┌──

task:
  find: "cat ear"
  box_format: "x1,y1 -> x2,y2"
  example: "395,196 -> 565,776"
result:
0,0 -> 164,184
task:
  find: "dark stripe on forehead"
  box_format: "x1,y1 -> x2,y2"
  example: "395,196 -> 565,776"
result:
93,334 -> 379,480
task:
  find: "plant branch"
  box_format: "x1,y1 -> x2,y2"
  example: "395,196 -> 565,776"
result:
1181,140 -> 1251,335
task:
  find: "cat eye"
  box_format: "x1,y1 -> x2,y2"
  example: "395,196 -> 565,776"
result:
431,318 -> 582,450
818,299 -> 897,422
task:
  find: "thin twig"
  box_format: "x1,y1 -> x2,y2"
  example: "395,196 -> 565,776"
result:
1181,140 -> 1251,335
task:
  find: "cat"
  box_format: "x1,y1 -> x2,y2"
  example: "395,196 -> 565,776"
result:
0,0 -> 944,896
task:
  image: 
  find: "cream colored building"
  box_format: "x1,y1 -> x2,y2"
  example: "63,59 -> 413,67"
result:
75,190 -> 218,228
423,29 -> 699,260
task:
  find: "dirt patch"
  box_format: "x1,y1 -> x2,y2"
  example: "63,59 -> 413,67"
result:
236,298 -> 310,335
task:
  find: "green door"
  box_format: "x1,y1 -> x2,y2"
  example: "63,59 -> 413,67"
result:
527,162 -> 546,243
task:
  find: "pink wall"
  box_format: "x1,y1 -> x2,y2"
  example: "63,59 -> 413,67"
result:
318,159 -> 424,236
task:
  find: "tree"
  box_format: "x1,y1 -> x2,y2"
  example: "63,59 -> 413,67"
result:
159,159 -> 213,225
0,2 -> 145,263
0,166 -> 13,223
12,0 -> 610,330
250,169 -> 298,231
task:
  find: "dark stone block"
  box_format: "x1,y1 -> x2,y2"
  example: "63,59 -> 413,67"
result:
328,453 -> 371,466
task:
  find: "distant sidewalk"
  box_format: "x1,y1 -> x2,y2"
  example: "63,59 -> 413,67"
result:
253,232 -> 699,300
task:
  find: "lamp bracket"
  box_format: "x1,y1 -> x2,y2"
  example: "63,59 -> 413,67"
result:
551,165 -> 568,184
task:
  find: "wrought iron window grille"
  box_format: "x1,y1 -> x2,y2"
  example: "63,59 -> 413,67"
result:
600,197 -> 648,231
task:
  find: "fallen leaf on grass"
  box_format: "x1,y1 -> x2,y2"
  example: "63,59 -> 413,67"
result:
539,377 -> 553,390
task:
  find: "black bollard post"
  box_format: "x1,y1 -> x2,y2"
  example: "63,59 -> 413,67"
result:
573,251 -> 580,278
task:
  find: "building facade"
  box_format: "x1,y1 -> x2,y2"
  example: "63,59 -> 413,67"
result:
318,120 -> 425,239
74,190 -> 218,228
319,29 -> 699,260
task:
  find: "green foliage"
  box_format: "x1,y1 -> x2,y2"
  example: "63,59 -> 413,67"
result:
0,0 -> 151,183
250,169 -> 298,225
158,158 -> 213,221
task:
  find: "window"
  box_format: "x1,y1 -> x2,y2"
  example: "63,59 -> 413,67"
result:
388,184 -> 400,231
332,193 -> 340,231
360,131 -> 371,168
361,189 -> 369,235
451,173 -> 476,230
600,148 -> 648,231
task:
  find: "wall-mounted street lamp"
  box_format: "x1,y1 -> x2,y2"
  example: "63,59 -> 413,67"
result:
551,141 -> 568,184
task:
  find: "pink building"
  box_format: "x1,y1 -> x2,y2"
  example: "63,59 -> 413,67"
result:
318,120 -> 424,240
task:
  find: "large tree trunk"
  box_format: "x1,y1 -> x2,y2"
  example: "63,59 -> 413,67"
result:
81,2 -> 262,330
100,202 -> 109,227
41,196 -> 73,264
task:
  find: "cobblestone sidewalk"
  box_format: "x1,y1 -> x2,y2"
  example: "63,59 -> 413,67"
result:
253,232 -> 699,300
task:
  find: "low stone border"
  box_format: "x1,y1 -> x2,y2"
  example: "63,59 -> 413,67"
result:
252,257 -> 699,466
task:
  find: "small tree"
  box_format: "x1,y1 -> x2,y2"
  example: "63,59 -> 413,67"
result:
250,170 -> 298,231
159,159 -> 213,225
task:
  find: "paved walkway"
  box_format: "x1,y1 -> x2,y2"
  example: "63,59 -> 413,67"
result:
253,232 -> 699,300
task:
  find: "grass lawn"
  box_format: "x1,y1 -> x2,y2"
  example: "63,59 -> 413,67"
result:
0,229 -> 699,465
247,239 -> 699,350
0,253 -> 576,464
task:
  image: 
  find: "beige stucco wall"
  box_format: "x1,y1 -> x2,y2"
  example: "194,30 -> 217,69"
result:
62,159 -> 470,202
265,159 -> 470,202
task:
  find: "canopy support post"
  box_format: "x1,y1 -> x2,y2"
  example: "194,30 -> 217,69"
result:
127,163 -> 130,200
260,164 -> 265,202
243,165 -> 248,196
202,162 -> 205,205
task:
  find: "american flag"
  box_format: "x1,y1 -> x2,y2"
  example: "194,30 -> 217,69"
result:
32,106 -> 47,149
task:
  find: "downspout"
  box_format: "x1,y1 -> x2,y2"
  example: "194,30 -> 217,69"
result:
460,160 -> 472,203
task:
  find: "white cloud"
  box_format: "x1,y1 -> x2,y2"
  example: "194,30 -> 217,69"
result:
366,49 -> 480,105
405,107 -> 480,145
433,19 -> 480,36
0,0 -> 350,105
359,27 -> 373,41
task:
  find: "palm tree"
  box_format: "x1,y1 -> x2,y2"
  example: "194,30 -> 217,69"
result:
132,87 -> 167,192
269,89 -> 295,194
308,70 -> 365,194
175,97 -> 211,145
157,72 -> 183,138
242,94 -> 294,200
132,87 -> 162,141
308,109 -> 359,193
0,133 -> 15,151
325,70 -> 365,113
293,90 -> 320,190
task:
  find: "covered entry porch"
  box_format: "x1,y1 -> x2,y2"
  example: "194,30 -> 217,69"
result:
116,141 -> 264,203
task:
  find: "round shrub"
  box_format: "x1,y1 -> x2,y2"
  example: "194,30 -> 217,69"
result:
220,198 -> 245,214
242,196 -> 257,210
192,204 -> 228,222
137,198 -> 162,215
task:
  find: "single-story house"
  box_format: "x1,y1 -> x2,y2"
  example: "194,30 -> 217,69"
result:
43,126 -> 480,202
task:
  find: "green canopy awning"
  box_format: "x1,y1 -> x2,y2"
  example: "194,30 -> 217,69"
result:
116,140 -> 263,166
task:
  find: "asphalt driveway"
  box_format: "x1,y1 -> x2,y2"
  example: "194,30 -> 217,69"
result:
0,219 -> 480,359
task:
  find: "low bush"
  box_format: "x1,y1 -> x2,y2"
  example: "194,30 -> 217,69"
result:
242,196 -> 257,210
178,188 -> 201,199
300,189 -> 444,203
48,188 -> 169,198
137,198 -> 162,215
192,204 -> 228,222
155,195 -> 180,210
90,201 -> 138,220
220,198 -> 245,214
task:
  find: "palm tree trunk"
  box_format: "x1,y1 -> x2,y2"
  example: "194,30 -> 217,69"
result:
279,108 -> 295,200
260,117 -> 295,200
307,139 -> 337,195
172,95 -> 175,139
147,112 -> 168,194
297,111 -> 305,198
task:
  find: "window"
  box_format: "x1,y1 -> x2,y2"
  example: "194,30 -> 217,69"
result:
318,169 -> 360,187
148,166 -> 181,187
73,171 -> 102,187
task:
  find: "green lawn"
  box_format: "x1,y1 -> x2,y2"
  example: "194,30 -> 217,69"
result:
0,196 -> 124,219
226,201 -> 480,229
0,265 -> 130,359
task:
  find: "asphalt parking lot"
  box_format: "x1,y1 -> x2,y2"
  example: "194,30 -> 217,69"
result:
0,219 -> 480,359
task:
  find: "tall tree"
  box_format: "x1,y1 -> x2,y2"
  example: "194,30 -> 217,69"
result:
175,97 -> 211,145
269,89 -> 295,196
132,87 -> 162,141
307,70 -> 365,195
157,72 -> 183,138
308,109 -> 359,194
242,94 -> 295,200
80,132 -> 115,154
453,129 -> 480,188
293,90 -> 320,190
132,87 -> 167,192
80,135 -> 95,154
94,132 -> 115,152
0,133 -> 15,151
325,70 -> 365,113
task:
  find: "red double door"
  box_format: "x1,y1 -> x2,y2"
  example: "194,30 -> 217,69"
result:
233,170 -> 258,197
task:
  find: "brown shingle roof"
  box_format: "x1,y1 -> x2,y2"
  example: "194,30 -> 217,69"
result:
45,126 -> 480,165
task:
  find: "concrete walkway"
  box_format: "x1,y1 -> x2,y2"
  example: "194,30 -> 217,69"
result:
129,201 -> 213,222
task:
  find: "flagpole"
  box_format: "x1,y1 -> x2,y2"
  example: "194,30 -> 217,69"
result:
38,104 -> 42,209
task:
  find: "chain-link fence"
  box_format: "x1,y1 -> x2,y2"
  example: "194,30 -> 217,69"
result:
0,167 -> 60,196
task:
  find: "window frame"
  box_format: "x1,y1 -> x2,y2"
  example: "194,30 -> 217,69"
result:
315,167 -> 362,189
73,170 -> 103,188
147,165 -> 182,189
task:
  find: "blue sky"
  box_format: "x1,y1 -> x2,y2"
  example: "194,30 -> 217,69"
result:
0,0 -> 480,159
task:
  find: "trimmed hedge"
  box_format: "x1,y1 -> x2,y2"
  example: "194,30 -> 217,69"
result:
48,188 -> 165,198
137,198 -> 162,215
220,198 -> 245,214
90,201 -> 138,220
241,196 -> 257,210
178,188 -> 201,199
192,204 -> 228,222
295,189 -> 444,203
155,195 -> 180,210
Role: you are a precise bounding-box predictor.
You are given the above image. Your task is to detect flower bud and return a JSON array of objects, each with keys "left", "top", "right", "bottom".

└──

Write out exactly the lines from the line holding "Role: you are" through the last line of the data, and nothing besides those lines.

=== TASK RESULT ===
Role: you are a precise bounding-box predictor.
You are given the above image. Your task is to detect flower bud and return a JSON array of objects, each with keys "left", "top", "right", "bottom".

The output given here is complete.